WHAT THE EXERCISE ASKS
Below is a block of entries; repeat exactly the lines starting at the line that contains "positive clicks: (113, 56)" and ending at the line that contains "box: [821, 460, 928, 526]", both included.

MATERIAL FOR THE TASK
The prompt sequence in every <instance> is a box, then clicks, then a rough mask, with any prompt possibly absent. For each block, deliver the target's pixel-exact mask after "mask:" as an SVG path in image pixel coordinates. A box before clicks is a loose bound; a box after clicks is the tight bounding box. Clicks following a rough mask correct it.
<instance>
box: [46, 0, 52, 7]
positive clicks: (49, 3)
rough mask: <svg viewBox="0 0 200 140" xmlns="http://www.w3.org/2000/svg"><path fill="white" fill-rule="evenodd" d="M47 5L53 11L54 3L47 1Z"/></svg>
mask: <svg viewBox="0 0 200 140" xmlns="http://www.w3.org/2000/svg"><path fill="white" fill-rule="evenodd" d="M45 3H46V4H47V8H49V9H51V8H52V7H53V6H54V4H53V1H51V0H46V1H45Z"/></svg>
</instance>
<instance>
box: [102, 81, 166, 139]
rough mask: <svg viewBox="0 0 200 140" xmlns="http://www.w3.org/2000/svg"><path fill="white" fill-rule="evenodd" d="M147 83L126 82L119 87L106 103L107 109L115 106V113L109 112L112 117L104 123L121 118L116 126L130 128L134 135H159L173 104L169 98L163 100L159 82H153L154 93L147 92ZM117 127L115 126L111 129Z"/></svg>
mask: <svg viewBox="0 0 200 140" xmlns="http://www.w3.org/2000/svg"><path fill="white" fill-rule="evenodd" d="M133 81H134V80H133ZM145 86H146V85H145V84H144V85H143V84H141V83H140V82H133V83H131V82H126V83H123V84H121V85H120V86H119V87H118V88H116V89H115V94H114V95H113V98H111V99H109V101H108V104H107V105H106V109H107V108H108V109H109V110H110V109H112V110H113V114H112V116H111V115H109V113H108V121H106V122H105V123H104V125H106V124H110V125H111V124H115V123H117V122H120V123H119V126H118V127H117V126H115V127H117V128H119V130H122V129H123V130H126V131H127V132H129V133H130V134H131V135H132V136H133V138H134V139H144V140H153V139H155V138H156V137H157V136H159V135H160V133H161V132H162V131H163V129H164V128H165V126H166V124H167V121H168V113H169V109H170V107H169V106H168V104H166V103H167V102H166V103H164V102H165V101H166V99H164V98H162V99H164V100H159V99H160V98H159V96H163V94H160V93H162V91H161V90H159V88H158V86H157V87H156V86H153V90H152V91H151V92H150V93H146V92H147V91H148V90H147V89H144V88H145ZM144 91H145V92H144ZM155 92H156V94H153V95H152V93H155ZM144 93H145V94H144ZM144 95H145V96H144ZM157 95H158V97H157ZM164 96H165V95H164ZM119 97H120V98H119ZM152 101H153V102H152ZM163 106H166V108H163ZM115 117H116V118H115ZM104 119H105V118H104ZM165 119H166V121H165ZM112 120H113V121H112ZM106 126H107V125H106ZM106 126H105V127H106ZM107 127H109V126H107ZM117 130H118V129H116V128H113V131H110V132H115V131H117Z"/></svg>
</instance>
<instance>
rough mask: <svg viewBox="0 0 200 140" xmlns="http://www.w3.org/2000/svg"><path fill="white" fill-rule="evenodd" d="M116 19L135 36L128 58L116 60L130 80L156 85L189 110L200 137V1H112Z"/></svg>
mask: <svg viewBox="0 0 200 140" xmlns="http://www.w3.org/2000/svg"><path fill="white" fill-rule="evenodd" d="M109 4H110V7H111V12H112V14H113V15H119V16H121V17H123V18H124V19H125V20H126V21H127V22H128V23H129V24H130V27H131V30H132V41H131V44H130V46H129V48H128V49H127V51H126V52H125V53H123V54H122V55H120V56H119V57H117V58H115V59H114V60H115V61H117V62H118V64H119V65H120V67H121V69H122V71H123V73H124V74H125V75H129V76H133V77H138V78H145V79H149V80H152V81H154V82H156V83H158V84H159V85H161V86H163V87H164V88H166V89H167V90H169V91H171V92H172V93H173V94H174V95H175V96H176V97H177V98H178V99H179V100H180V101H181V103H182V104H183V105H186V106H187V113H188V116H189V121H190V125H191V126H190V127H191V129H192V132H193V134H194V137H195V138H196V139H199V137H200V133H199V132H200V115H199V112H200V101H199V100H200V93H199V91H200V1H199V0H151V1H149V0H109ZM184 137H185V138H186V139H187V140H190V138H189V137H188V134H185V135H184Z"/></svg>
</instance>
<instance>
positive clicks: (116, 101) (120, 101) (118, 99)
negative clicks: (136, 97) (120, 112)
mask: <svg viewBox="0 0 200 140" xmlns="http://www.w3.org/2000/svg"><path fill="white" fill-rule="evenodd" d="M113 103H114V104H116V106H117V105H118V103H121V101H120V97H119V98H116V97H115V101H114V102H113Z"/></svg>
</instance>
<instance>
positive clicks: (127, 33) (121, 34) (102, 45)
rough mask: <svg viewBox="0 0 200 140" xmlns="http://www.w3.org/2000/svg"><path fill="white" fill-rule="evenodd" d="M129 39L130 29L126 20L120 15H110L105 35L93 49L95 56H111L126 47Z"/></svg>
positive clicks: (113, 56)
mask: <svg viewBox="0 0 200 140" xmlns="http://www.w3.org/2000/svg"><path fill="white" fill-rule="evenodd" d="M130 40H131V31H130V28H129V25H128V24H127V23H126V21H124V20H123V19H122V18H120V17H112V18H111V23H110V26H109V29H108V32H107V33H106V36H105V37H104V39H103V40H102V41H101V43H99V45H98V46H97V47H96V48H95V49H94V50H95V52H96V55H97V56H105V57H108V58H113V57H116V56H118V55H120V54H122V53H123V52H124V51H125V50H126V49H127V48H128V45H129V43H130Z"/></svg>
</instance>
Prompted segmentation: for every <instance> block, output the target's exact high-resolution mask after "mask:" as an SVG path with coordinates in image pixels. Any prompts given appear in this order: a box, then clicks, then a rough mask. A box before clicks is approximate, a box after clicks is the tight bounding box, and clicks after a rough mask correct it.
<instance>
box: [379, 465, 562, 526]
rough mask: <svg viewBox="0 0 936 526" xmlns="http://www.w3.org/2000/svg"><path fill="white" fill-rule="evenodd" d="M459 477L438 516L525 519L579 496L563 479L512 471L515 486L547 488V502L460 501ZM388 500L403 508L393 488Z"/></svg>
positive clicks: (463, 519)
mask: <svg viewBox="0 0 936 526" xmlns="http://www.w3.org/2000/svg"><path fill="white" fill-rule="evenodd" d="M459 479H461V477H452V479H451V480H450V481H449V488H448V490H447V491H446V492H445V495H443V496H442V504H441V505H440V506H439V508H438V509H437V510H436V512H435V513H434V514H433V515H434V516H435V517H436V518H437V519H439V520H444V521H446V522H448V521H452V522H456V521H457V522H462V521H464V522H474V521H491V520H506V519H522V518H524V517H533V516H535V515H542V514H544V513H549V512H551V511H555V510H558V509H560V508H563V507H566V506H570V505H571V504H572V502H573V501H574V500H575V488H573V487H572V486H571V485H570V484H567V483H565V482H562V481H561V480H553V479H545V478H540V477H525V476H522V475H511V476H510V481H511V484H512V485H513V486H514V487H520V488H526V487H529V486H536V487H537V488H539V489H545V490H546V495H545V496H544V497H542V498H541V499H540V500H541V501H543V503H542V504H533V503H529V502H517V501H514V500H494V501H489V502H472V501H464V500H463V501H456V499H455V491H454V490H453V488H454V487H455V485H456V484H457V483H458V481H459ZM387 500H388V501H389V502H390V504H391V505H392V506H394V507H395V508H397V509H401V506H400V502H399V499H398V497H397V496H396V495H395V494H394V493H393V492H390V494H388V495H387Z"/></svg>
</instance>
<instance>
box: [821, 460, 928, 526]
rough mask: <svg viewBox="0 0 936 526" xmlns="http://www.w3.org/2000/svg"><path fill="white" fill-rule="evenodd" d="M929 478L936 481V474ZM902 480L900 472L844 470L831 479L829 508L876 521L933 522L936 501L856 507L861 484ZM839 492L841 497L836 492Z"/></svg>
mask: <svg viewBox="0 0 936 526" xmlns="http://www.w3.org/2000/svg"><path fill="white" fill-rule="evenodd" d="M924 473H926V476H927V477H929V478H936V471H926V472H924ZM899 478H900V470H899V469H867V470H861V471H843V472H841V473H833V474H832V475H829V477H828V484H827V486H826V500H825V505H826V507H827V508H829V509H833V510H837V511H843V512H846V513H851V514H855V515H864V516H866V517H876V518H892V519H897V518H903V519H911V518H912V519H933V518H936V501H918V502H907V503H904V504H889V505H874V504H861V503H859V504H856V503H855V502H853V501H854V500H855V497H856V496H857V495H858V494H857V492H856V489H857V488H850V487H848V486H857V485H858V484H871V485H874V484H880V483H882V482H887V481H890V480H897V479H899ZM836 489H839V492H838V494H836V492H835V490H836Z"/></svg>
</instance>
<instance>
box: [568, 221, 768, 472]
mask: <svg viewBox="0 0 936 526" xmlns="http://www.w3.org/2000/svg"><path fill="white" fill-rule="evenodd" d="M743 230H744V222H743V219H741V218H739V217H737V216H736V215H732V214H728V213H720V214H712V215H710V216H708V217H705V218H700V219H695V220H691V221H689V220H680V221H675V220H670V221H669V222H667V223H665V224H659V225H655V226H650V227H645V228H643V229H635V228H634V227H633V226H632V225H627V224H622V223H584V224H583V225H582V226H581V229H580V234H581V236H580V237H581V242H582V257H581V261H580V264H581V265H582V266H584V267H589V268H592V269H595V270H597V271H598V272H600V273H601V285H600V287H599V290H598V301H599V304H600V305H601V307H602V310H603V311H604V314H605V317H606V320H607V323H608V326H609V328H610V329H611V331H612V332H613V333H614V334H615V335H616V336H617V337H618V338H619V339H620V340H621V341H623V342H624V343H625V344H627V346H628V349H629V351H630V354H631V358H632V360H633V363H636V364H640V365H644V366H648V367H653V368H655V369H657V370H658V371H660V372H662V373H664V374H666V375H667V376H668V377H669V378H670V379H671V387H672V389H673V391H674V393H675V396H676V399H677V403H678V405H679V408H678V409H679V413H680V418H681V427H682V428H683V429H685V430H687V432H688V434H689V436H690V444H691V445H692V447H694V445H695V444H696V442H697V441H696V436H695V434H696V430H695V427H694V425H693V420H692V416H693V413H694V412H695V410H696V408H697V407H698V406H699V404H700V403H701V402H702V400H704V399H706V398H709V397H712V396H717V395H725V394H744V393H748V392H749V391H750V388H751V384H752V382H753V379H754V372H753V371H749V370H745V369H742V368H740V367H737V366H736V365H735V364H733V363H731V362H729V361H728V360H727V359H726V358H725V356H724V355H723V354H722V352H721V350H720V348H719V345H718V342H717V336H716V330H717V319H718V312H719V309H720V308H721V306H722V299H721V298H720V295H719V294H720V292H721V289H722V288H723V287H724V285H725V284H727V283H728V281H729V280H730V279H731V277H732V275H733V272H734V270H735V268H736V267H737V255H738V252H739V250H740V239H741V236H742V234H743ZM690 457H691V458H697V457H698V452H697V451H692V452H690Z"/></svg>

WRITTEN REPLY
positive clicks: (113, 56)
mask: <svg viewBox="0 0 200 140" xmlns="http://www.w3.org/2000/svg"><path fill="white" fill-rule="evenodd" d="M130 40H131V31H130V28H129V25H128V24H127V23H126V21H124V20H123V19H122V18H120V17H112V18H111V23H110V26H109V29H108V32H107V33H106V36H105V37H104V39H103V40H102V41H101V43H99V45H98V46H97V47H96V48H95V49H94V50H95V52H96V55H97V56H105V57H108V58H113V57H116V56H118V55H120V54H122V53H123V52H124V51H125V50H126V49H127V48H128V45H129V43H130Z"/></svg>
</instance>
Prompted segmentation: for every <instance> block, output the target's exact high-resolution mask after "mask:" as an SVG path with coordinates in image pixels. Any prompts given appear in this order: a box, then clicks, then a rough mask. A box before clicks is approximate, a box after clicks is the tight bounding box, and clicks after a rough mask correct it.
<instance>
box: [379, 465, 562, 526]
rough mask: <svg viewBox="0 0 936 526" xmlns="http://www.w3.org/2000/svg"><path fill="white" fill-rule="evenodd" d="M459 477L438 516L525 519L579 496L563 479L512 471L515 486L547 488V502L460 501ZM388 500L403 508L393 488Z"/></svg>
positive clicks: (463, 519)
mask: <svg viewBox="0 0 936 526" xmlns="http://www.w3.org/2000/svg"><path fill="white" fill-rule="evenodd" d="M459 479H461V477H452V479H451V480H450V481H449V488H448V490H447V491H446V492H445V495H443V496H442V504H441V505H440V506H439V508H438V509H437V510H436V512H435V513H434V514H433V515H434V516H435V517H436V518H437V519H439V520H444V521H446V522H448V521H452V522H456V521H457V522H462V521H464V522H474V521H491V520H506V519H522V518H524V517H533V516H535V515H542V514H544V513H549V512H551V511H555V510H558V509H560V508H563V507H566V506H570V505H571V504H572V502H573V501H574V500H575V488H573V487H572V486H571V485H570V484H567V483H565V482H562V481H561V480H553V479H545V478H540V477H525V476H522V475H511V476H510V481H511V484H512V485H513V486H514V487H520V488H526V487H529V486H536V487H537V488H539V489H545V490H546V495H545V496H544V497H542V498H541V499H540V500H541V501H543V503H542V504H533V503H529V502H517V501H514V500H494V501H489V502H472V501H464V500H463V501H456V499H455V491H454V490H453V488H454V487H455V485H456V484H457V483H458V481H459ZM387 500H388V501H389V502H390V504H391V505H392V506H394V507H395V508H397V509H401V506H400V502H399V499H398V497H397V496H396V495H395V494H394V493H393V492H390V494H388V495H387Z"/></svg>
</instance>
<instance>
box: [821, 460, 928, 526]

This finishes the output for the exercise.